* START Article *
Thomas Leleu (born in August 1987) is a French tuba player. He was born in Lille, France. He is the first tuba player to have ever won the award "Revelation Instrumental Soloist of the Year" at the annual French classical music award event, the Victoires de la musique classique. 
At only 28 years of age, Thomas Leleu is considered as "the young world star of the tuba".
He is the younger brother of French trumpet player Romain Leleu.

Biography 
Thomas Leleu was born in Lille in August 1987 into a family of musicians.

Early career 
Thomas Leleu started to play the tuba with his father and later studied with François Thuillier and Philippe Legris. He joined the Conservatoire de Paris (the CNSM, Higher National Conservatory of Music and Dance in Paris) at age 17, having won the first prize of the open competition, and joined the tuba class of Gérard Buquet and Bernard Neuranter and the chamber music class of Jens Mc Manama. After a three-year training course he obtained the first prize for tuba and a degree awarded with distinctions.
* END Article *
* START Rows *
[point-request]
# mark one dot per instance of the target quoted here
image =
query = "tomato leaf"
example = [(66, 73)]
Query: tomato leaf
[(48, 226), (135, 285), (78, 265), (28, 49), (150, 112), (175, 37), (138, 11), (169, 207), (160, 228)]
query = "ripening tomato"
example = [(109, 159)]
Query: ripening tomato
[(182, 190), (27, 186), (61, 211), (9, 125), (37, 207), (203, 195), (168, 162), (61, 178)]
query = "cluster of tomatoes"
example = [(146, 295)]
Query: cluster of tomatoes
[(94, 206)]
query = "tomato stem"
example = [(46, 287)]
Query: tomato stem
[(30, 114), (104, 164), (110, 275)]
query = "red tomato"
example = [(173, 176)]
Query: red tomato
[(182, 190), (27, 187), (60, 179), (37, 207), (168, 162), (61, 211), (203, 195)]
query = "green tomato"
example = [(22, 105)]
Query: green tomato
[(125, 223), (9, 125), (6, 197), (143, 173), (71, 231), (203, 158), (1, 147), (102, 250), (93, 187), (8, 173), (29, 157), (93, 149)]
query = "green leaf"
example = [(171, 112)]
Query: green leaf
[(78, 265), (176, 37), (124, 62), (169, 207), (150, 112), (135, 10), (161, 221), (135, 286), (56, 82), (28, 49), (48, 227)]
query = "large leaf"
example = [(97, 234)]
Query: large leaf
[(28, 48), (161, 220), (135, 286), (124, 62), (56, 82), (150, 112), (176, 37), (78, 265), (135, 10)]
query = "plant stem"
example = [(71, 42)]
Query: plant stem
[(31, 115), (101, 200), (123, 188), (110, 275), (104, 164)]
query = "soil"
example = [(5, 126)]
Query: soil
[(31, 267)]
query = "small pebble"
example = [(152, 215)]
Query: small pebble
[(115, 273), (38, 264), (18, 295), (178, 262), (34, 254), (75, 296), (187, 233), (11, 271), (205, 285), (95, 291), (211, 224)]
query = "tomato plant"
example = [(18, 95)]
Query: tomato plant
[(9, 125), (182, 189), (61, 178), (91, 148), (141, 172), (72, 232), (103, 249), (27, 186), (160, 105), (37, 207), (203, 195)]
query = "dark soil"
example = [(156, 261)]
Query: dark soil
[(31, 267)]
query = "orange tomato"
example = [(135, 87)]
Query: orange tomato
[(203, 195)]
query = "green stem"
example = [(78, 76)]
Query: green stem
* END Rows *
* START Rows *
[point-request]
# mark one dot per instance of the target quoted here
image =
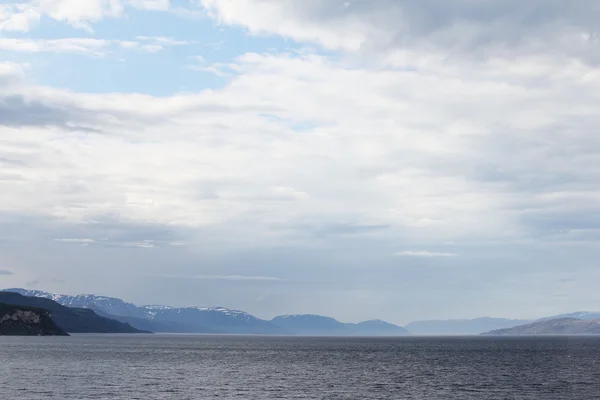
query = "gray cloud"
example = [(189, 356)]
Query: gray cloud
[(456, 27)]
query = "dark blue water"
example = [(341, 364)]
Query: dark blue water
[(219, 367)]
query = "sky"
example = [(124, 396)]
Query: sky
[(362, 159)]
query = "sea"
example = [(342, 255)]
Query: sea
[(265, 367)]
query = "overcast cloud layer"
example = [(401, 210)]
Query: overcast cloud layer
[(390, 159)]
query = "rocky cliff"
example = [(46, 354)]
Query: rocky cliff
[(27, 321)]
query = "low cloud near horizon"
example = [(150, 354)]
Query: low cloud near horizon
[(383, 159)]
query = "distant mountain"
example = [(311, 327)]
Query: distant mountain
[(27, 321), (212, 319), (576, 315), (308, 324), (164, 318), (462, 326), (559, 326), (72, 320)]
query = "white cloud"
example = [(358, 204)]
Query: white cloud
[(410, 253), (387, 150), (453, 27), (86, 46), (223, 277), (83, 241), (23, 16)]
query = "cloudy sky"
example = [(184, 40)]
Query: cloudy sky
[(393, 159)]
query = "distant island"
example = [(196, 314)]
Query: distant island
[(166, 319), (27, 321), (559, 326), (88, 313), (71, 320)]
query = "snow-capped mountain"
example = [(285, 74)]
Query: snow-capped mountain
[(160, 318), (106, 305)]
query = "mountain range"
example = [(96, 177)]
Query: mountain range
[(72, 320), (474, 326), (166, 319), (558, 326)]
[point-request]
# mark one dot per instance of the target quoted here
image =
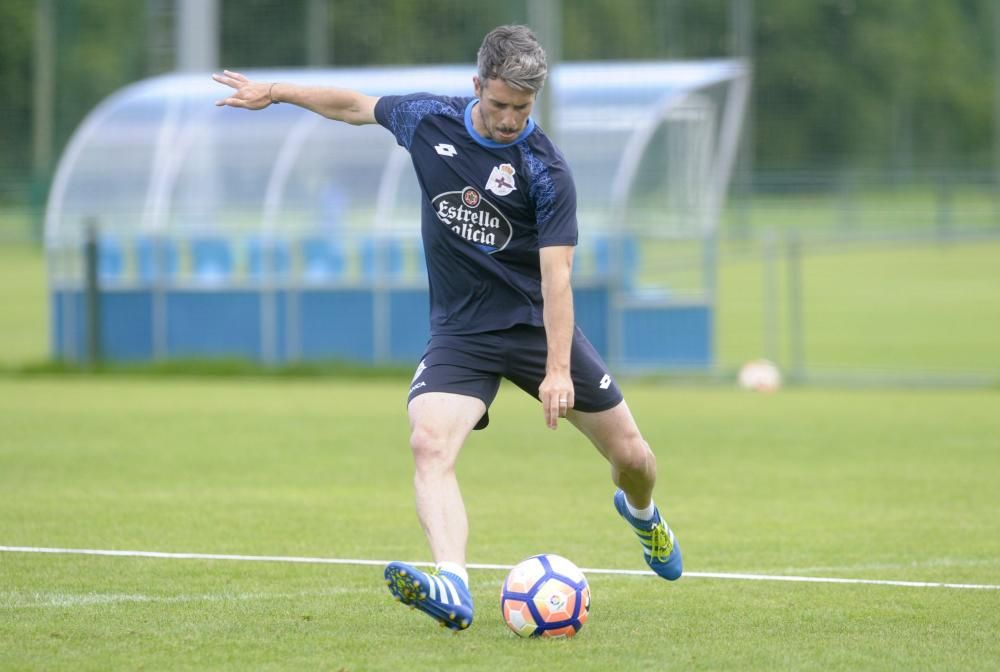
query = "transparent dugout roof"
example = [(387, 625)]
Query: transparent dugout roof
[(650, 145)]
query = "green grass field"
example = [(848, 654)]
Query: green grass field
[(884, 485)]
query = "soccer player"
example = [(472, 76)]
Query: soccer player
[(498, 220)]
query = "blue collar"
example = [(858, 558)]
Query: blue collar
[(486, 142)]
* END Rows *
Requirements: Continue the article on the tuba player Thomas Leleu, starting after its last sentence. The material shown above is not needed.

Right answer:
Thomas Leleu earned awards in several competitions throughout the world such as in Markneukirchen - Germany, Jeju City - South Korea, and Luxembourg.

Classical career 
He has been principal tubist with the Opera de Marseille since he turned 19.
Thomas Leleu gives soloist concerts and master classes all around the world (France, Argentina, Venezuela, Belgium, Spain, Italy, Brazil, Austria, China, South Korea, Japan, Hungary...) and plays solo parts with various orchestras (Orchestre National d’Île-de-France, Orchestre Philharmonique de Marseille, Orchestre d’Avignon Provence OLRAP, Orchestre Symphonique de Lara – Venezuela-, Orchestre Symphonique de Santa Fe - Argentine -, Orchestre Symphonique de Jeju – Corée de Sud –, Orchester des  (Germany), Orchestre de la Police Nationale...).

In March 2013, Thomas created the Fables of Tuba composed by Richard Galliano and in May 2015 he created the concerto for tuba and piano by the famous composer Vladimir Cosma.

Thomas is also Ambassador of Buffet Crampon and a Meinl-Weston Artist since 2011. He has contributed with the German firm to the creation of his own tuba : the 2250TL French Touch, which he has been playing since 2011.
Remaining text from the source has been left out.